> **Written exercise**
Could you rewrite the entries below, changing "Should one exist" to "If one exists" wherever it appears and keeping everything else the same? Leave the pictures out of your answer.

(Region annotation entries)

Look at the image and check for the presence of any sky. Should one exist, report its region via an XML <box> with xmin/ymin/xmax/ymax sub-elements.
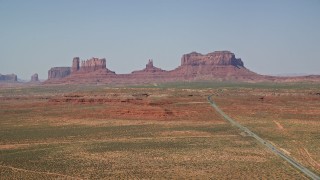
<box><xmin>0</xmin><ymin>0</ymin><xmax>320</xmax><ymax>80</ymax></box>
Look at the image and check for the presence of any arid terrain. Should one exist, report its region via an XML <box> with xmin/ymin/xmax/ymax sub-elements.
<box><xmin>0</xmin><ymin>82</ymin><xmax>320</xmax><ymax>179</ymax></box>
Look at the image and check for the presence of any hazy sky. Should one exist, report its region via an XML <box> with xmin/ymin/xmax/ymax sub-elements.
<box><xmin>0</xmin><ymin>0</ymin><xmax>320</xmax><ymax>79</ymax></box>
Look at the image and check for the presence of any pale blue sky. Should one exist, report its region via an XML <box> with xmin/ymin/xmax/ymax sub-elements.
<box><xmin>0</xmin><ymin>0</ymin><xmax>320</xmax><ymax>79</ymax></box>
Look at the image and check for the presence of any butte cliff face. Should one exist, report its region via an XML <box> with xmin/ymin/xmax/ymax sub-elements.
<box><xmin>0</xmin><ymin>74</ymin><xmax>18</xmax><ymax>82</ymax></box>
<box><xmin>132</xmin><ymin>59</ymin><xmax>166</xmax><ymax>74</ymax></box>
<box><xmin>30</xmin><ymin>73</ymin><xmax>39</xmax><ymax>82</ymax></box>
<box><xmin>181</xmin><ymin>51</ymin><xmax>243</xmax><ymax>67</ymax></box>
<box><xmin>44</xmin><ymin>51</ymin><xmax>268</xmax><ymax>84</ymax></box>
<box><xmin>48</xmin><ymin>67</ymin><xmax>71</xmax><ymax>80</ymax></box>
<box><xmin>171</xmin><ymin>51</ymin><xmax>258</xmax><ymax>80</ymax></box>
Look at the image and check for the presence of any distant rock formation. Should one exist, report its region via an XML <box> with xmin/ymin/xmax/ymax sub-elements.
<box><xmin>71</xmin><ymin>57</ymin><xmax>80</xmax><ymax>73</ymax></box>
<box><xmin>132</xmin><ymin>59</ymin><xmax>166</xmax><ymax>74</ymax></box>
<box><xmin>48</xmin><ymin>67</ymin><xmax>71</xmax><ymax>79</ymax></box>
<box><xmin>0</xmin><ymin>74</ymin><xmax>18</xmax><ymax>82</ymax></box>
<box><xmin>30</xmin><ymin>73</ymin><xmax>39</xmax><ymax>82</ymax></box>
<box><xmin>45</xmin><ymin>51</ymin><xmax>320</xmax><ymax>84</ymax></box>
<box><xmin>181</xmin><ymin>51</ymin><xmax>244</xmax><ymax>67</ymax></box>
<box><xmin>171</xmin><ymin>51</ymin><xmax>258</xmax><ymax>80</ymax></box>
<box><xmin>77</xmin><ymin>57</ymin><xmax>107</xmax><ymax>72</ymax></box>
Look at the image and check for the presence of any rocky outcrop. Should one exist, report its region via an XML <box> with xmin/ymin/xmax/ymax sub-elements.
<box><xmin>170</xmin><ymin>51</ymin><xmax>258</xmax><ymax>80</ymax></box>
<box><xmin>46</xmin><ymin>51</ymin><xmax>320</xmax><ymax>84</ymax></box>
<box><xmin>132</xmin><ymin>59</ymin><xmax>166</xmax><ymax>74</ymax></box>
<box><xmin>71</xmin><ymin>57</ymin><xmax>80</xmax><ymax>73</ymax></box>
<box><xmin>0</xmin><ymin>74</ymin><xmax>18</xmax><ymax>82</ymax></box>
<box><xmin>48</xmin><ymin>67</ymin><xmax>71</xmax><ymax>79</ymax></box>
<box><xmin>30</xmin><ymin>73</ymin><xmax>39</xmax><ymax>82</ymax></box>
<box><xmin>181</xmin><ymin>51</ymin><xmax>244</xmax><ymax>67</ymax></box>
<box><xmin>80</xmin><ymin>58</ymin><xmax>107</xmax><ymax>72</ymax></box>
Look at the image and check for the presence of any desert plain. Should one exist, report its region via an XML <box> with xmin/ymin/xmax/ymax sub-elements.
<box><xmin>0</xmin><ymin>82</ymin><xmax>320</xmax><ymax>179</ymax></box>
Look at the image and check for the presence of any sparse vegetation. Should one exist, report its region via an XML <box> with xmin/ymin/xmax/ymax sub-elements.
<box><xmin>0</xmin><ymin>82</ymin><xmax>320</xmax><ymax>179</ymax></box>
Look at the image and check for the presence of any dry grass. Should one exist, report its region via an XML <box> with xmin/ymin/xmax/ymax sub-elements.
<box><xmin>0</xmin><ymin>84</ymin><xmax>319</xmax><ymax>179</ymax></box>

> **Output for this task**
Look at the image and check for the presence of any sky. If one exists, report its region via an XML <box> with xmin/ymin/xmax/ymax sub-elements.
<box><xmin>0</xmin><ymin>0</ymin><xmax>320</xmax><ymax>80</ymax></box>
Look at the image and check for the presence of any arid terrain. If one exists, report its region via an XML <box> with xmin/ymin/xmax/ymax sub-elements.
<box><xmin>0</xmin><ymin>82</ymin><xmax>320</xmax><ymax>179</ymax></box>
Look at the image and check for the presence of any hazy sky. If one exists, report its region via an XML <box> with xmin/ymin/xmax/ymax sub-elements.
<box><xmin>0</xmin><ymin>0</ymin><xmax>320</xmax><ymax>79</ymax></box>
Look at the image and check for the presence of any pale blue sky. If one exists, report its region via an XML <box> with xmin/ymin/xmax/ymax sub-elements.
<box><xmin>0</xmin><ymin>0</ymin><xmax>320</xmax><ymax>79</ymax></box>
Look at the image and check for the presence of any butte cliff face. If one exists, report its region via an XML <box> with xmin/ymin/xmax/ymax sub-elements.
<box><xmin>0</xmin><ymin>74</ymin><xmax>18</xmax><ymax>82</ymax></box>
<box><xmin>132</xmin><ymin>59</ymin><xmax>166</xmax><ymax>74</ymax></box>
<box><xmin>30</xmin><ymin>73</ymin><xmax>39</xmax><ymax>82</ymax></box>
<box><xmin>181</xmin><ymin>51</ymin><xmax>243</xmax><ymax>67</ymax></box>
<box><xmin>44</xmin><ymin>51</ymin><xmax>268</xmax><ymax>84</ymax></box>
<box><xmin>48</xmin><ymin>67</ymin><xmax>71</xmax><ymax>80</ymax></box>
<box><xmin>171</xmin><ymin>51</ymin><xmax>258</xmax><ymax>80</ymax></box>
Look at the image and check for the presence of any distant rock formation. If one exists, report its region via an XML <box> with xmin/ymin/xmax/ymax sub-elements.
<box><xmin>71</xmin><ymin>57</ymin><xmax>80</xmax><ymax>73</ymax></box>
<box><xmin>132</xmin><ymin>59</ymin><xmax>166</xmax><ymax>74</ymax></box>
<box><xmin>48</xmin><ymin>67</ymin><xmax>71</xmax><ymax>79</ymax></box>
<box><xmin>0</xmin><ymin>74</ymin><xmax>18</xmax><ymax>82</ymax></box>
<box><xmin>30</xmin><ymin>73</ymin><xmax>39</xmax><ymax>82</ymax></box>
<box><xmin>45</xmin><ymin>51</ymin><xmax>320</xmax><ymax>84</ymax></box>
<box><xmin>181</xmin><ymin>51</ymin><xmax>244</xmax><ymax>67</ymax></box>
<box><xmin>171</xmin><ymin>51</ymin><xmax>258</xmax><ymax>80</ymax></box>
<box><xmin>77</xmin><ymin>57</ymin><xmax>107</xmax><ymax>72</ymax></box>
Look at the image and check for the presence of any rocky outcrop. If one exists, report its region via an XML <box> with xmin/ymin/xmax/ymax sub-elements.
<box><xmin>170</xmin><ymin>51</ymin><xmax>258</xmax><ymax>80</ymax></box>
<box><xmin>46</xmin><ymin>51</ymin><xmax>320</xmax><ymax>84</ymax></box>
<box><xmin>132</xmin><ymin>59</ymin><xmax>166</xmax><ymax>74</ymax></box>
<box><xmin>71</xmin><ymin>57</ymin><xmax>80</xmax><ymax>73</ymax></box>
<box><xmin>0</xmin><ymin>74</ymin><xmax>18</xmax><ymax>82</ymax></box>
<box><xmin>48</xmin><ymin>67</ymin><xmax>71</xmax><ymax>79</ymax></box>
<box><xmin>30</xmin><ymin>73</ymin><xmax>39</xmax><ymax>82</ymax></box>
<box><xmin>181</xmin><ymin>51</ymin><xmax>244</xmax><ymax>67</ymax></box>
<box><xmin>80</xmin><ymin>58</ymin><xmax>107</xmax><ymax>72</ymax></box>
Look at the image and check for the presence of any desert plain. If one exists, report its region via an XML <box> with xmin/ymin/xmax/ymax sub-elements.
<box><xmin>0</xmin><ymin>82</ymin><xmax>320</xmax><ymax>179</ymax></box>
Look at the image and check for the presence of any sparse vegetation. If one exists, report its region via an XML <box> with xmin/ymin/xmax/ymax sub-elements.
<box><xmin>0</xmin><ymin>82</ymin><xmax>320</xmax><ymax>179</ymax></box>
Look at the image and check for the presence of any dry grass. If one exists, report its region via an XML <box> with xmin/ymin/xmax/ymax sub-elements.
<box><xmin>0</xmin><ymin>84</ymin><xmax>319</xmax><ymax>179</ymax></box>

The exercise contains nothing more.